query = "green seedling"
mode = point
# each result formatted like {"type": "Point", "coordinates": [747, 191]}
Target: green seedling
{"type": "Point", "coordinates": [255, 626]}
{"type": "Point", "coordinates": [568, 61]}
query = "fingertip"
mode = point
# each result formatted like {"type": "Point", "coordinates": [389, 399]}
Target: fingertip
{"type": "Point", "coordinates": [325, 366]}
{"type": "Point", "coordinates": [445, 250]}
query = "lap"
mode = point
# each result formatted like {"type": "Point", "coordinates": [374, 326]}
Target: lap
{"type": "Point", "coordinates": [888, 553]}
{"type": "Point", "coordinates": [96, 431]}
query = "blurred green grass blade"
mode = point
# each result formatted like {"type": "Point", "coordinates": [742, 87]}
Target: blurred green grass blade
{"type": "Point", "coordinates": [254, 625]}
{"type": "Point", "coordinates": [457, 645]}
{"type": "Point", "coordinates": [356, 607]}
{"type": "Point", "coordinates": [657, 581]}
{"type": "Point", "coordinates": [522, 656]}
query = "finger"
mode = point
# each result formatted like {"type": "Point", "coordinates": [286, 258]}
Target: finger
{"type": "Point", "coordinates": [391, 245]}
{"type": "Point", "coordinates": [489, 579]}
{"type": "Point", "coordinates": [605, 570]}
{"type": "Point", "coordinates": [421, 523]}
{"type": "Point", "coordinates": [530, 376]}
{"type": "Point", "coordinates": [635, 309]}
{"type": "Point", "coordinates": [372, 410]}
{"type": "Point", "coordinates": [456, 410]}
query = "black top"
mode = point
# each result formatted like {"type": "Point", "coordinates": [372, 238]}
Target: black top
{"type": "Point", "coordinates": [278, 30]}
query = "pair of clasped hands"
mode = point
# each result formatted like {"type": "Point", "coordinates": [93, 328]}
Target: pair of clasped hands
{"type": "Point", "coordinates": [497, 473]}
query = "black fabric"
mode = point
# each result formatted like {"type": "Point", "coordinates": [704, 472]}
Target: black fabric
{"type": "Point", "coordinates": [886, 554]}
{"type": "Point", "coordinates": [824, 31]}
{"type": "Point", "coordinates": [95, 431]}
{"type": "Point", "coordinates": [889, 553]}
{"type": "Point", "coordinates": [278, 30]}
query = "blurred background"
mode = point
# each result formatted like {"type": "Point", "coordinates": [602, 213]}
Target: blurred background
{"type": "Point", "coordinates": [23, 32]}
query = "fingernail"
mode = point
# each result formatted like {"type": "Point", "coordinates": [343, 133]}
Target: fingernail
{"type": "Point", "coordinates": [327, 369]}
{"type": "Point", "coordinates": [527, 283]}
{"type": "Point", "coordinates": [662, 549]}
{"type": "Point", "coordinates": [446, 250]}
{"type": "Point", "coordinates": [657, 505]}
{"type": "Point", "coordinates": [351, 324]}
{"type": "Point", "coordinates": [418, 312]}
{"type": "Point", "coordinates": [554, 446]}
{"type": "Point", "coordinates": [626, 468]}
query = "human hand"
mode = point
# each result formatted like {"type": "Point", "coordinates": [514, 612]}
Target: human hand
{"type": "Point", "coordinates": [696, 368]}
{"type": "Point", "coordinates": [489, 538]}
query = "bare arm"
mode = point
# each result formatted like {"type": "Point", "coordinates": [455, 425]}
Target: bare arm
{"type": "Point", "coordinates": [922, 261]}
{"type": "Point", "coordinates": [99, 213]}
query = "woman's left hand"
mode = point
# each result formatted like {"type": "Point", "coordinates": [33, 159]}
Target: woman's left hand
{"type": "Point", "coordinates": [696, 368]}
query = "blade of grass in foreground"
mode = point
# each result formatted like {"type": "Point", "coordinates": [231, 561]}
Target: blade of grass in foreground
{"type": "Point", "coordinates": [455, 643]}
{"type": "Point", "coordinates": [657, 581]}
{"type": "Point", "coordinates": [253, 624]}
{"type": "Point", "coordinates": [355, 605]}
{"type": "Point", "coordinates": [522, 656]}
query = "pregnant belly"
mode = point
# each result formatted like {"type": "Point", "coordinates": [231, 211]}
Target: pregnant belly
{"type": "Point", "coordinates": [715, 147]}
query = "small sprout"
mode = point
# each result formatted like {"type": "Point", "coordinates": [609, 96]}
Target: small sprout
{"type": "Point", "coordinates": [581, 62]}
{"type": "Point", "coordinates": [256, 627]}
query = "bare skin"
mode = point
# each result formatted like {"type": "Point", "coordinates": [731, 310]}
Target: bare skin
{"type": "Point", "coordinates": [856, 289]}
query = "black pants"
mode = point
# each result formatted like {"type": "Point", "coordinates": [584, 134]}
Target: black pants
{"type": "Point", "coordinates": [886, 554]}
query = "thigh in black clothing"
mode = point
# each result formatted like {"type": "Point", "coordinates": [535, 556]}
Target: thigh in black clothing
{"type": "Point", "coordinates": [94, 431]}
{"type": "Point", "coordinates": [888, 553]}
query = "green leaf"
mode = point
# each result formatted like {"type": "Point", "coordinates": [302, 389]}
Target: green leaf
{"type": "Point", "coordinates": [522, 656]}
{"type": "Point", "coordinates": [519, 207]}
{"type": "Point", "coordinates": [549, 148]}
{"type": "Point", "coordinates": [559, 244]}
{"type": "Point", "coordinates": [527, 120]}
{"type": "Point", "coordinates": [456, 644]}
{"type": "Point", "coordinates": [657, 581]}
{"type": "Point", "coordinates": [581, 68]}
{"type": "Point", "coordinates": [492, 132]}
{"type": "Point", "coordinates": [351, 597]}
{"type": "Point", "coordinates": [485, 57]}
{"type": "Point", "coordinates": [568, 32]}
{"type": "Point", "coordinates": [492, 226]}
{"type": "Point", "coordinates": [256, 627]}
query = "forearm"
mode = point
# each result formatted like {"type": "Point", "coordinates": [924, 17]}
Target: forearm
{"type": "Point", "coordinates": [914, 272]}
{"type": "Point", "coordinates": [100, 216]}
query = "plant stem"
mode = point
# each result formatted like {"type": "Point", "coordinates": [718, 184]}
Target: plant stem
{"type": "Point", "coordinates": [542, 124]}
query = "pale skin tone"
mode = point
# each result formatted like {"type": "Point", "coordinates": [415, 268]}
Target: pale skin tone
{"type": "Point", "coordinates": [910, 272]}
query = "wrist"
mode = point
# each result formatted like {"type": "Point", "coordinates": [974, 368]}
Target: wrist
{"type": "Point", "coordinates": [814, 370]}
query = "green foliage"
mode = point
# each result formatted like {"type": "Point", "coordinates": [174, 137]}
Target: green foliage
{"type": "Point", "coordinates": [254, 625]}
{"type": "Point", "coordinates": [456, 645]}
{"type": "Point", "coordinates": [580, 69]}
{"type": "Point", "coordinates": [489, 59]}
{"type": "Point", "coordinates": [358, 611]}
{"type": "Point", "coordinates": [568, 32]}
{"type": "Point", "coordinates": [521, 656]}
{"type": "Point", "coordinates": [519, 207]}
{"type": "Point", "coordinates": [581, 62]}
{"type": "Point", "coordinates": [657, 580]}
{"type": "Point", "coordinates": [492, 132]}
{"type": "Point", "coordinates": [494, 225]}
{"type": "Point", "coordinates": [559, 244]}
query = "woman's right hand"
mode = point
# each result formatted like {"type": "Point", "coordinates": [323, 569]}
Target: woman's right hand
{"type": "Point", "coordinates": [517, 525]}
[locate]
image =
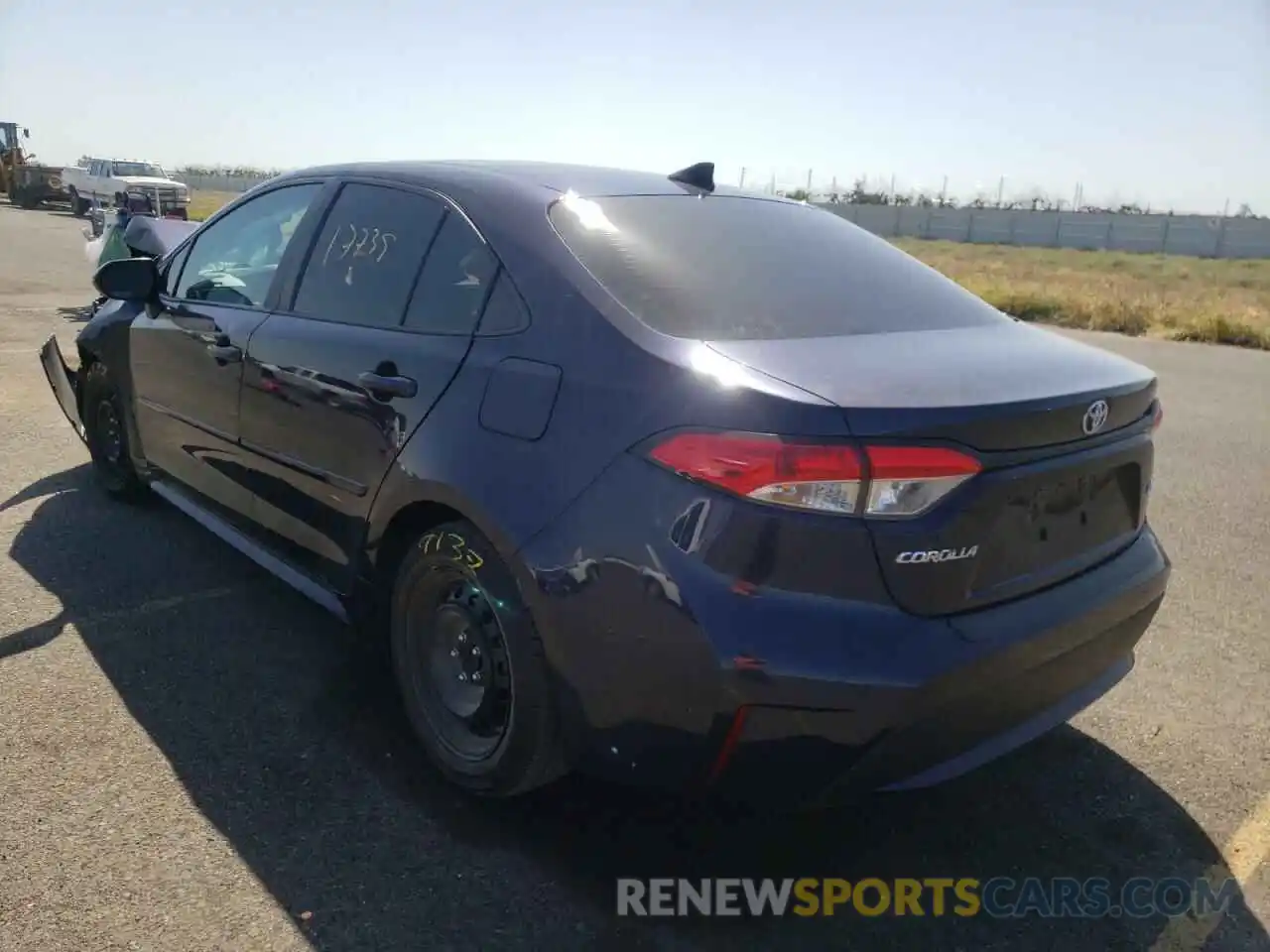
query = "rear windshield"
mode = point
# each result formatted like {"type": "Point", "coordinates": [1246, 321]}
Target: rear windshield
{"type": "Point", "coordinates": [730, 268]}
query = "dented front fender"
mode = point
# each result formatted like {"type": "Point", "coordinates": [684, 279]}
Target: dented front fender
{"type": "Point", "coordinates": [64, 382]}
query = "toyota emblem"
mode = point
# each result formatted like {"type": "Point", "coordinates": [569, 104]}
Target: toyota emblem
{"type": "Point", "coordinates": [1095, 417]}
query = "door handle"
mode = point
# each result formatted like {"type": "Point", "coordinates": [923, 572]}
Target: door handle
{"type": "Point", "coordinates": [221, 350]}
{"type": "Point", "coordinates": [388, 388]}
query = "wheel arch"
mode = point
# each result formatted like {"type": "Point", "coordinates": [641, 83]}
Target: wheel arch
{"type": "Point", "coordinates": [405, 508]}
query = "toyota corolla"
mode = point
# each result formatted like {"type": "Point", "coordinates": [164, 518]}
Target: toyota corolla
{"type": "Point", "coordinates": [636, 474]}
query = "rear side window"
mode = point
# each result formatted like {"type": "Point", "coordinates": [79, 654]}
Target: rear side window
{"type": "Point", "coordinates": [504, 309]}
{"type": "Point", "coordinates": [729, 268]}
{"type": "Point", "coordinates": [454, 281]}
{"type": "Point", "coordinates": [365, 262]}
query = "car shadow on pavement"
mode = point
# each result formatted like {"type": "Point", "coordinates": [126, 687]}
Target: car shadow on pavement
{"type": "Point", "coordinates": [75, 313]}
{"type": "Point", "coordinates": [286, 737]}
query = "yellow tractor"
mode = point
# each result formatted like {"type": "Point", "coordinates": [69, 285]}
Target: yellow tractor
{"type": "Point", "coordinates": [27, 184]}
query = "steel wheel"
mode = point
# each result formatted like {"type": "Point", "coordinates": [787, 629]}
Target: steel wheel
{"type": "Point", "coordinates": [463, 674]}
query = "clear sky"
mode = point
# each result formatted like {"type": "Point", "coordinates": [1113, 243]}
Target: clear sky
{"type": "Point", "coordinates": [1152, 100]}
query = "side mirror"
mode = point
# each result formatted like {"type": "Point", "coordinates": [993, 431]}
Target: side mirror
{"type": "Point", "coordinates": [127, 280]}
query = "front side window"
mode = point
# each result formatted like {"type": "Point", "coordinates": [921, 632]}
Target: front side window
{"type": "Point", "coordinates": [367, 257]}
{"type": "Point", "coordinates": [140, 169]}
{"type": "Point", "coordinates": [235, 259]}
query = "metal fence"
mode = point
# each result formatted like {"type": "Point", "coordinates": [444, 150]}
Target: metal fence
{"type": "Point", "coordinates": [1157, 234]}
{"type": "Point", "coordinates": [1198, 235]}
{"type": "Point", "coordinates": [220, 182]}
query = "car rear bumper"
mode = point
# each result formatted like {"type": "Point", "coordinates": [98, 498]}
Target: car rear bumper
{"type": "Point", "coordinates": [703, 683]}
{"type": "Point", "coordinates": [64, 382]}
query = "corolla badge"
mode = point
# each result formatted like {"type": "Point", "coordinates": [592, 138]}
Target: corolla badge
{"type": "Point", "coordinates": [1095, 417]}
{"type": "Point", "coordinates": [938, 555]}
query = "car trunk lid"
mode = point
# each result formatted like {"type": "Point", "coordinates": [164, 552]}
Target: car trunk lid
{"type": "Point", "coordinates": [1061, 429]}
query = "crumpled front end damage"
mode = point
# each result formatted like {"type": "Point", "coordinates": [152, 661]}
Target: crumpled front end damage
{"type": "Point", "coordinates": [64, 381]}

------

Every line from the one with "Target: car trunk lid" through the last line of the records above should be returned exactly, please, and no others.

- [TASK RESPONSE]:
Target: car trunk lid
{"type": "Point", "coordinates": [1061, 429]}
query = "crumpled front end damage"
mode = point
# each result formatted like {"type": "Point", "coordinates": [152, 661]}
Target: crumpled front end damage
{"type": "Point", "coordinates": [64, 381]}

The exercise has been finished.